* **Your task**: Return the data exactly, with all pictures removed.

## START Data in this exercise

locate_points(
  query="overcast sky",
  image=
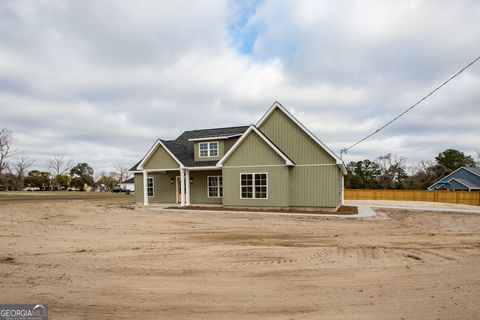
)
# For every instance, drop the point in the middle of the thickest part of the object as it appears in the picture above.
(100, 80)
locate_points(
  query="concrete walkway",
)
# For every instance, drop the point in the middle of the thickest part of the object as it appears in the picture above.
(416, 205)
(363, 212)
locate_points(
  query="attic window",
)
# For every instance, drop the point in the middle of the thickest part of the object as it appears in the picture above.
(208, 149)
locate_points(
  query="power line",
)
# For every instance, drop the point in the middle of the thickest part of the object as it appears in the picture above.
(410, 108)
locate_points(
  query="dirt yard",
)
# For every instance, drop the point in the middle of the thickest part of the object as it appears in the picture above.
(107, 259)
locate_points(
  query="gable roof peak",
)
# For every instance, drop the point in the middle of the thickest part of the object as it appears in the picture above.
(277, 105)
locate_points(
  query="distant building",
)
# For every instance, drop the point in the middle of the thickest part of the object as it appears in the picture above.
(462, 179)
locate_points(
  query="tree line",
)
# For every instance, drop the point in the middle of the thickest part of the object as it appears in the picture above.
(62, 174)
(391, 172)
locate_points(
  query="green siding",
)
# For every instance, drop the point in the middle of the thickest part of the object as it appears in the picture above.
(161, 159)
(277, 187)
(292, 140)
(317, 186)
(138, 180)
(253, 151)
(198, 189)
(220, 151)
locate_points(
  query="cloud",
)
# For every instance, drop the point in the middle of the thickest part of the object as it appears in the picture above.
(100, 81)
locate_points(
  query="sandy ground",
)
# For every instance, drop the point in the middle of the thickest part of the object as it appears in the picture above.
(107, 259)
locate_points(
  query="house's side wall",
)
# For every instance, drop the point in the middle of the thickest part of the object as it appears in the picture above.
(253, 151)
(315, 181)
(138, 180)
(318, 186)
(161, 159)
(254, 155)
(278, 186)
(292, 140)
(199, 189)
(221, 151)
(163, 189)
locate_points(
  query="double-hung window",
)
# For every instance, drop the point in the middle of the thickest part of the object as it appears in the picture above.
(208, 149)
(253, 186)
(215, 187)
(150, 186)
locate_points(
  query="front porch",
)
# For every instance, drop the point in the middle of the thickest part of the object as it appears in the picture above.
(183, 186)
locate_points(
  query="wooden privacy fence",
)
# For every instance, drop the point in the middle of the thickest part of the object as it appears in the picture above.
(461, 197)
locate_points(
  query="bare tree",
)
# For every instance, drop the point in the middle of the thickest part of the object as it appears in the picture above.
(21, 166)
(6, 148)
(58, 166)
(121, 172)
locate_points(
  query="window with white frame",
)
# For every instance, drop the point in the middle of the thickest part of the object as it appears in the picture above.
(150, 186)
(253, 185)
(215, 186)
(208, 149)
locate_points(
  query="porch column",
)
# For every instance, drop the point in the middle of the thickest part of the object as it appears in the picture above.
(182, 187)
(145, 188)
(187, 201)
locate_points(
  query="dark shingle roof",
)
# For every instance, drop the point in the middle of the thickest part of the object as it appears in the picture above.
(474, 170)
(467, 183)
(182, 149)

## END Data in this exercise

* **Expected answer**:
locate_points(
  query="overcast sky",
  image=
)
# For every instance, drop the point in the middle of the thickest part of the object as it appears in the picture above.
(100, 80)
locate_points(
  query="concrete walkway",
)
# For every instance, drop the point in the middle of the thickest part of the object as it appears in the picture above.
(416, 205)
(363, 212)
locate_points(
  query="attic window",
)
# For every instance, drop the point in the middle of the thickest part of the object as it appears in the picture above.
(208, 149)
locate_points(
  query="power line",
)
# For every instance, drop the point in the middle of the thickest part of the object as it appears in the picture above.
(410, 108)
locate_points(
  query="dirt yard",
)
# For every instance, drop the point in the middle of the thickest part of the object as it appears in the picture above.
(107, 259)
locate_points(
  query="gable roof peak",
)
# For every instance, drop the point in the middle of the thickest part of the object as it appears in the picture above.
(277, 105)
locate_points(
  query="distant building",
)
# For every instance, drop the point in the middle of the thickest part of the object as it appears in the picture above.
(462, 179)
locate_points(
  query="tree line",
)
# For every instance, drop the point in the middle of the thickest part of the object as it appears in the picture above.
(62, 174)
(391, 172)
locate_points(
  query="green siding",
)
# For every instance, drop the point in the middle of the thickest part of the object as it appears in the picture above.
(161, 159)
(277, 187)
(292, 140)
(317, 186)
(138, 180)
(253, 151)
(198, 189)
(220, 151)
locate_points(
  query="cloud",
)
# For every instance, drop the point in the middle of the thickest part of the object as it appears in the picture above.
(100, 81)
locate_points(
  query="sandy ground",
)
# For every instance, drop the point in the middle of the thickest part of the object as it appears in the picture above.
(107, 259)
locate_points(
  query="house's side wall",
)
# For every instance, drop the point in the middle of the thickest part of the object as it appears in the picture above.
(253, 151)
(315, 181)
(138, 180)
(318, 186)
(161, 159)
(254, 155)
(278, 186)
(292, 140)
(199, 189)
(221, 151)
(163, 189)
locate_points(
  query="double-hung window",
)
# For every instance, drop the point in the middle of the thickest part of the object as it appears in the picture above.
(208, 149)
(253, 186)
(215, 187)
(150, 186)
locate_points(
  query="front porch",
)
# For every instance, drop the point in the middle of the thickest part of the object as it appears in the picture above.
(183, 186)
locate_points(
  query="wooden privacy fence",
)
# For every instance, drop the point in the middle of the thickest part of the object as it appears in the picture above.
(461, 197)
locate_points(
  query="bare tree",
)
# For every instance, drop the point in the middle of the thickest part of the object as it appears in the picture above.
(21, 166)
(6, 148)
(58, 166)
(121, 172)
locate_points(
  query="window with white frame",
)
# For every instance, drop the point in the middle of the thickest part of the object as it appears in the picture above.
(150, 186)
(253, 185)
(215, 186)
(208, 149)
locate_points(
  query="porch column",
)
# For every instance, drop the point in the middle of the thickest part of the object as it appears in the picture above.
(182, 187)
(145, 188)
(187, 201)
locate_points(
  query="dark shingle roof",
)
# For every instance, drop the point in the middle of the thickest part of the object as it appears in the picture above.
(474, 170)
(467, 183)
(182, 149)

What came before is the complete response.